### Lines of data
○ ○ ○ ○ ○ ○ ○
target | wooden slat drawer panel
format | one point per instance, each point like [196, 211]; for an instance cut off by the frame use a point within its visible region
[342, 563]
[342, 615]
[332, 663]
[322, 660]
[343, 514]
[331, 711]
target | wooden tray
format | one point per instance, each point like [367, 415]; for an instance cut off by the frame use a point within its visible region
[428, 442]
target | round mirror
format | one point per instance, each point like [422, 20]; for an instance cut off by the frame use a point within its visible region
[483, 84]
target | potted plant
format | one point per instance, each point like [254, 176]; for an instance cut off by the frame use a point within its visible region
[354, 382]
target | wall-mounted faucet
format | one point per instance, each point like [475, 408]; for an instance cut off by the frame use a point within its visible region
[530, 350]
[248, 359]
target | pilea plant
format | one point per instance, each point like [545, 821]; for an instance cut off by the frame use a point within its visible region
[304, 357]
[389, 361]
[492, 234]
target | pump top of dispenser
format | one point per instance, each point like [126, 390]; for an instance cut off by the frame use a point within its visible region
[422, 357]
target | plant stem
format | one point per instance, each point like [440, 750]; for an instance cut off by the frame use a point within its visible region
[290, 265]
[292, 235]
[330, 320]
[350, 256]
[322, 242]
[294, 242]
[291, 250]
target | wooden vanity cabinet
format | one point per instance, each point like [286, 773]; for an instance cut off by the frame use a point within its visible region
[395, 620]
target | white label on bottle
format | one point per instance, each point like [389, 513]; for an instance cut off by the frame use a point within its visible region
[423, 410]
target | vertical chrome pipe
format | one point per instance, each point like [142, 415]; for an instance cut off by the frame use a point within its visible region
○ ○ ○ ○ ○ ○ ○
### Challenge
Output the listing above word for word.

### Exercise result
target | wooden slat drawer panel
format | one point per instance, each point like [196, 211]; for an instance cut off by the frame use a point within its visible region
[342, 563]
[342, 615]
[332, 663]
[322, 660]
[343, 514]
[331, 711]
target | wooden tray
format | one point per instance, each point like [367, 415]; for an instance cut off by the frame use a point within its visible region
[428, 442]
target | round mirror
format | one point per instance, each point like [422, 20]; for an instance cut off by the frame use a point within its visible region
[483, 84]
target | potted plant
format | one point per instance, each point like [254, 176]; for an instance cut off by the frame use a point within its visible region
[354, 382]
target | wall-mounted faucet
format | one point per instance, each point like [475, 408]; for an instance cut off by the frame use a point within its visible region
[530, 350]
[248, 359]
target | pilea plant
format | one point per instance, each point like [545, 821]; for an instance cut off by the frame use a point within its visible region
[304, 357]
[389, 361]
[492, 234]
target | pump top of dispenser
format | one point per instance, each point like [126, 390]; for an instance cut off by the frame use a point within its visible region
[422, 357]
target | plant stem
format | one point per instance, each point like [440, 750]; for an instance cut off by the frame use a point within its visible region
[290, 265]
[292, 235]
[330, 320]
[350, 256]
[322, 242]
[294, 242]
[291, 250]
target | wooden vanity cabinet
format | one point per instance, each point like [286, 773]; for an instance cut off by the frame use a point within its visible region
[395, 620]
target | white label on bottle
format | one point per instance, each point like [389, 513]; for an instance cut off by the frame use a point within its visible region
[423, 410]
target | vertical chrome pipe
format | one point per instance, each point like [142, 415]; for an instance cut off by the frame use a point within its visible region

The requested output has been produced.